■ OBJECTIVE 1
Reproduce, verbatim, the stretch of the records from the start through the line that contains "left=0, top=0, right=1075, bottom=373".

■ EXCERPT PROVIDED
● ● ● ● ● ● ●
He's he's you know, he feels kind of bittersweet about it and thinks, well, maybe I'll see it next time. Now, this is in no way meant as a criticism of the story, but I this did cause me to think with the great red spot feel like the great red spot if you were in it instead of looking at it from above, you know? Yeah.
It's like imagining wanting to go to an island because the island is shaped like something when seen from orbit. But like when you're on the island, it wouldn't be shaped that way. You'd just be on on land. Yeah, it's like I love the shape of Australia. I really want to visit it someday so I can appreciate its shape.
But then again, I'm sure the Great Red Spot, like, you know, like many things on Jupiter would be would have fascinating local characteristics as well. It just wouldn't be a Great Red Spot anymore. It would be whatever. I don't know. Winds whipping around you. So this this story can be obtained, I believe, in at least in one major Arthur C. Clarke collection and certainly go out and read it in full. Write into us if you have read it in full and if you have thoughts on it. But I want to read one quick passage from it that references the Great Red Spot.
The Great Red Spot, itself the most spectacular of all the planet's features, lay thousands of miles to the south.
● ● ● ● ● ● ●
■ TASK INPUTS
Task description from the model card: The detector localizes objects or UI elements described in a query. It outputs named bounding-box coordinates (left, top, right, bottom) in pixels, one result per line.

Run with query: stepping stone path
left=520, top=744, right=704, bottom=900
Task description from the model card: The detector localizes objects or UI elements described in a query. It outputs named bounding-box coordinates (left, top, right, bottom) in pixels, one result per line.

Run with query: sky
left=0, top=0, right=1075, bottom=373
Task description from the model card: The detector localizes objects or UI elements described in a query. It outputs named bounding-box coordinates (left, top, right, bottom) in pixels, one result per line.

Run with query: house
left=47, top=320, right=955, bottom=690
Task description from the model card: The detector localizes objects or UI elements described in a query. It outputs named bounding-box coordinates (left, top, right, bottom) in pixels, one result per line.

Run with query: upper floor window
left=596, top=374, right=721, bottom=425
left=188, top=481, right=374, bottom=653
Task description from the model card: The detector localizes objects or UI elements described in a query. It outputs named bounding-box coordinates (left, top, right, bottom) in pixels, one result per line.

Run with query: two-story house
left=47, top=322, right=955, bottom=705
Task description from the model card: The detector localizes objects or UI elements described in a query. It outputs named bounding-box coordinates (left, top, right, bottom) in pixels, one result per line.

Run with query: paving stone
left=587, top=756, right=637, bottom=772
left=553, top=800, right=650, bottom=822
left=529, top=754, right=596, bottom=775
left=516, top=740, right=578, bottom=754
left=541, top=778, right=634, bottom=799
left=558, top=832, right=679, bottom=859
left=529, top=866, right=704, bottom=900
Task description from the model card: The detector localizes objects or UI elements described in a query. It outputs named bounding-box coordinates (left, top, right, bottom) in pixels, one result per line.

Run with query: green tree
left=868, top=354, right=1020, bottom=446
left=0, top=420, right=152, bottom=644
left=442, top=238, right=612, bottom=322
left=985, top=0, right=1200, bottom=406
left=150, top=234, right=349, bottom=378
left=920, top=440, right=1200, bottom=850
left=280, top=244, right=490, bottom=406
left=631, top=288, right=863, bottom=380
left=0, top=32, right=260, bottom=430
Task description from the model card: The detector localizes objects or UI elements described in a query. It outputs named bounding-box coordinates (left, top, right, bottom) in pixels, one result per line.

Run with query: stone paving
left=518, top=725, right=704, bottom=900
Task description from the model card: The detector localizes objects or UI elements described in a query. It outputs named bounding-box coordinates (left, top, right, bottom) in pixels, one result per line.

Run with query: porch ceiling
● ● ● ● ● ● ●
■ OBJECTIVE 2
Answer these questions on the Great Red Spot excerpt:
(a) Which country is named as a place someone might want to visit for its shape?
(b) In the quoted passage, how far to the south does the Great Red Spot lie?
(c) Where can the story be obtained, according to the excerpt?

■ FULL RESPONSE 1
Task description from the model card: The detector localizes objects or UI elements described in a query. It outputs named bounding-box coordinates (left, top, right, bottom) in pixels, one result per line.

Run with query: stepping stone path
left=520, top=744, right=704, bottom=900
Task description from the model card: The detector localizes objects or UI elements described in a query. It outputs named bounding-box coordinates (left, top, right, bottom) in pixels, one result per line.

Run with query: sky
left=0, top=0, right=1075, bottom=373

■ FULL RESPONSE 2
(a) Australia.
(b) Thousands of miles.
(c) In at least one major Arthur C. Clarke collection.